SHORT TASK 1
Answer these questions using the blog post about HTML code:
(a) In the 90's, what were teachers expected to go digital with?
(b) From whom did the writer pick up basic HTML tips last year?
(c) What does the writer say HTML code has become the source of?
SHORT TASK 2
Repeat the blog post about HTML code word for word, from "I look back" to "professional development coursework.".

I’ve enjoyed changing the appearance and content of my blog’s sidebar during this activity. After many face lifts it’s beginning to settle into a more professional space, thanks to the Teacher Challenge.
Believe me, I’m no computer expert and everything I have picked up has been self taught or the result of some basic professional development along the way. Back in the 90’s it was just expected that teachers would go digital with their report writing ordeal. It was a frustrating and steep learning curve for all of us.
I look back on those times and remember, not only feeling the pressure, but the excitement of this new way of processing and storing information. Back then I thought of CODE as being the language of computer gurus only.
Move the clock forward many years and I still have enormous respect for IT experts and their “language”. Last year I picked up some basic tips about HTML CODE from my kids and professional development coursework.
In this post I take a look at how to use HTML code to add bling to your blog, the essential widgets, adding a Creative Commons License and QR codes.
HTML code has become the source of my bling. I find it, move it, change it and use it to open up holes in my blog sidebar (Widgets) to let information flow in and out. I also use it to add other bits of interest, like images and video’s, to posts. A few symbols and numbers can transform a blog into a great looking, interactive space that connects with the wider web.

(Pointing dataset records)
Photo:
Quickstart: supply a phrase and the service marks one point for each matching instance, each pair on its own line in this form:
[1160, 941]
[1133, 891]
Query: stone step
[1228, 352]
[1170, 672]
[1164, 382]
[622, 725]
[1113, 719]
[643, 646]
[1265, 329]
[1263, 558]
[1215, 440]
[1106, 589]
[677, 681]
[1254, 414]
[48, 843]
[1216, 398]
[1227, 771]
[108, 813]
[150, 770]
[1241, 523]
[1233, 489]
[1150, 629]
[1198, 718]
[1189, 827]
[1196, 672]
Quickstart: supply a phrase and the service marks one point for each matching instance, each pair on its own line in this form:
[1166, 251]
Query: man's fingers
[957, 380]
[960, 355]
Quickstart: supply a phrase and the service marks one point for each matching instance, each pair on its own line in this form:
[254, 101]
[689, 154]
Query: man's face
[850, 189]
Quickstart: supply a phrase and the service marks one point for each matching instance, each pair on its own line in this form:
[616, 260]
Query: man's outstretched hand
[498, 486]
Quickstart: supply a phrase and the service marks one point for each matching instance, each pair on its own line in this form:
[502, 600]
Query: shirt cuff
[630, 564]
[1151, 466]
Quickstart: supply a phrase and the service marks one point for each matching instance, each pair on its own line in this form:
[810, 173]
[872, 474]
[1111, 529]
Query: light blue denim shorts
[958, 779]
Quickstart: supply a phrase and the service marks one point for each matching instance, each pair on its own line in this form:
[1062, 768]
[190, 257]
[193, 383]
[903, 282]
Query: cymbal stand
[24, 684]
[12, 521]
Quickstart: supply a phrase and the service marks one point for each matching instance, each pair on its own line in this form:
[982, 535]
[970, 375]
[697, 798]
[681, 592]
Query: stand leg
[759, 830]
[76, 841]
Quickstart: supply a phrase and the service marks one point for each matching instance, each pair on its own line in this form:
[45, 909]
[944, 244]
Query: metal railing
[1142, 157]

FULL RESPONSE 1
(a) Their report writing.
(b) From the writer's kids and from professional development coursework.
(c) The writer's bling.

FULL RESPONSE 2
I look back on those times and remember, not only feeling the pressure, but the excitement of this new way of processing and storing information. Back then I thought of CODE as being the language of computer gurus only.
Move the clock forward many years and I still have enormous respect for IT experts and their “language”. Last year I picked up some basic tips about HTML CODE from my kids and professional development coursework.